(A block of data)
※

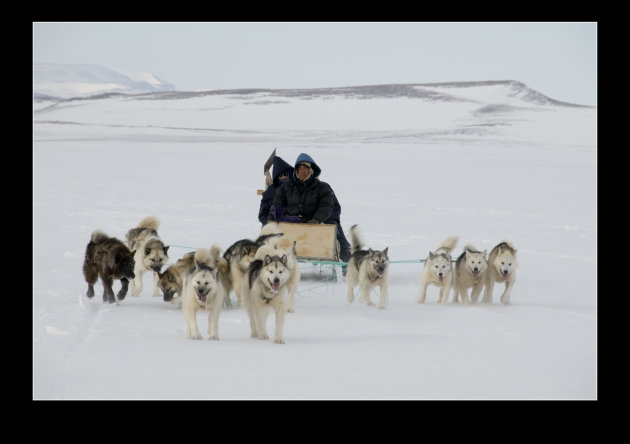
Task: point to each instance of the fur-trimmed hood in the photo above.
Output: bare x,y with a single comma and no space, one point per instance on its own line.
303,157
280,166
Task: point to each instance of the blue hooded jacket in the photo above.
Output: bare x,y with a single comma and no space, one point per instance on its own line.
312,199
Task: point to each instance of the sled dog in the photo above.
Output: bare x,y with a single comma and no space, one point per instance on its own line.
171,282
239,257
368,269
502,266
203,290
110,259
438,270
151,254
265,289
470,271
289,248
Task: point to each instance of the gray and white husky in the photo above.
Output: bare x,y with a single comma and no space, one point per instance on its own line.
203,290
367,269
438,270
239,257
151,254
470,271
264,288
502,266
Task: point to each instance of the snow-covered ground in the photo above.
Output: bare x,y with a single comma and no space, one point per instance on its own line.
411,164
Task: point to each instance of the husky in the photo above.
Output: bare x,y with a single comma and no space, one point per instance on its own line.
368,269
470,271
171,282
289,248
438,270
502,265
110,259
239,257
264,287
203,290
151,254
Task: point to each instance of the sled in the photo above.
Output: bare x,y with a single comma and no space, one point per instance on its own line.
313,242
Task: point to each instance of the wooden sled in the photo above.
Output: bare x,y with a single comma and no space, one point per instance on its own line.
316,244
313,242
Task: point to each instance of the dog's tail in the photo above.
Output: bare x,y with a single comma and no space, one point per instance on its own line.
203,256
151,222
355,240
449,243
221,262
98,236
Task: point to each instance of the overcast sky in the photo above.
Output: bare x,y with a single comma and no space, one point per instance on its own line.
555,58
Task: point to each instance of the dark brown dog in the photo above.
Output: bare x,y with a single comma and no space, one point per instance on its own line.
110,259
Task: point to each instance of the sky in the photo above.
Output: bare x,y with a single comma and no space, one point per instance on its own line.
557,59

※

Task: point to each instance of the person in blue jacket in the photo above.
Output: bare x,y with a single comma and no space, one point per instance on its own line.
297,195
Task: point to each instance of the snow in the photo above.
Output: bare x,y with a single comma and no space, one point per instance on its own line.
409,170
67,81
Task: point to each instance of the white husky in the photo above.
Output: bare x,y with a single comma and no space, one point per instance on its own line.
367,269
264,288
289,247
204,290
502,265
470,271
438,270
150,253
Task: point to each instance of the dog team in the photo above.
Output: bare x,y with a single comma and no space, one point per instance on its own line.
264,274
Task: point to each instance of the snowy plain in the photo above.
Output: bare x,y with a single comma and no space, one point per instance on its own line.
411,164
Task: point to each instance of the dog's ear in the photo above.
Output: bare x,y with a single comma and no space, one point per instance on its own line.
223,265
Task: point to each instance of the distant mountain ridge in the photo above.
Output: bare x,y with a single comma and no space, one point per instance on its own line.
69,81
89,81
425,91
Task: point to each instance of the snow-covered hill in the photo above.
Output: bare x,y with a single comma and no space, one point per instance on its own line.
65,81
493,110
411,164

※

**Exercise requirements:**
List every line of the records above that contains the string "sled".

**Complete output:**
Task: point to each instance of the sled dog in the photo above.
Task: point to each instance of the sled in the photo above.
Task: point to each instance of the wooden sled in the photo above.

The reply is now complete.